## Excerpt to read:

* * *

Priming solutions for cardiopulmonary bypass: comparison of three colloids
Journal of Cardiothoracic & Vascular Anesthesia. 1991;5((5):):457-66.
The present study was designed to compare the differences in the clinical effects of three colloidal solutions, albumin, urea-linked gelatin, and succinyl-linked gelatin, when used as priming fluids for cardiopulmonary bypass (CPB) under alpha-stat conditions. A consecutive series of 105 patients scheduled for cardiac surgery were randomized into three identically managed groups, except for the CPB prime. Variables relating to acid-base status, oncotic activity, metabolism, coagulation, and postoperative evaluation were measured. Marked differences in acid-base status, colloid osmotic pressure, additional prime requirements, blood lactate, urine output, and the need for buffer solutions occurred among groups, with the succinyl-linked gelatin group having better results than the other groups. Changes in hemodynamics, oxygen consumption, and blood-glucose levels during CPB did not vary among groups. There were also no important intergroup differences in hematologic and clotting variables or postoperative parameters such as blood loss or use of blood products. Electrolyte changes were similar except for a significant increase in ionized calcium that occurred in the urea-linked gelatin group after bypass. The results indicate that succinyl-linked gelatin is an adequate and safe alternative to human albumin for use as a colloid during CPB under alpha-stat conditions.

* * *

## What you are asked to do:
Please say whether each statement agrees with the study of priming solutions, answering yes or no and quoting the deciding words: (a) The 105 patients were randomized into three groups. (b) Oxygen consumption during CPB differed among the groups. (c) Ionized calcium rose significantly in the albumin group after bypass.

## Dataset excerpt:
* * *

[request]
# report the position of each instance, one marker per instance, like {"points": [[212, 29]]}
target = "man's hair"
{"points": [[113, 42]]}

* * *

## Output of the task:
(a) Yes: "A consecutive series of 105 patients scheduled for cardiac surgery were randomized into three identically managed groups"
(b) No: "Changes in hemodynamics, oxygen consumption, and blood-glucose levels during CPB did not vary among groups."
(c) No: "a significant increase in ionized calcium that occurred in the urea-linked gelatin group after bypass"